* [What to work on]:
List each victim named in the account of the 1876 Brick Church meeting that follows.

* [Source document]:

+ + + + + + +

During the presidential campaign of 1876, a political meeting took place at beautiful Brick Church near Cainhoy, South Carolina, Monday, October 16, 1876. It ended shortly after it started when Republican blacks savagely attacked the mostly white Democrats and shot, beat, hacked, mutilated and robbed them, killing five white men out of the group and severely wounding several others. An eyewitness, confirming the brutality of the attack, stated:
. . . Mr. Whitaker met with a worse fate, for he was brought in alive, suffering fearfully from buckshot through his stomach, and huge hacks of flesh taken out of him by an axe or hatchet. . . .
Daly (18 years old) was also left on the ground when wounded. His head was hacked in five places when found.
Poor Walter Gradick, a mere boy, had his eye gouged out, and was cruelly beaten and wounded. . . .1
All the victims had been stripped of their clothing and robbed.

+ + + + + + +

* [Data provided]:

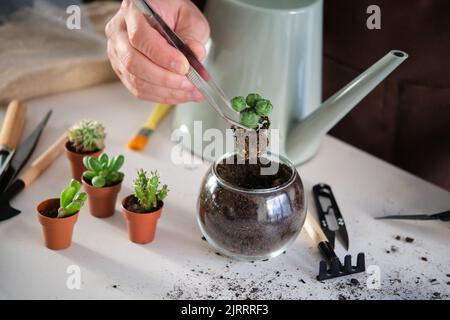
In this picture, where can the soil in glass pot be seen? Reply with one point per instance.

+ + + + + + +

* [Task result]:
Mr. Whitaker, Daly, Walter Gradick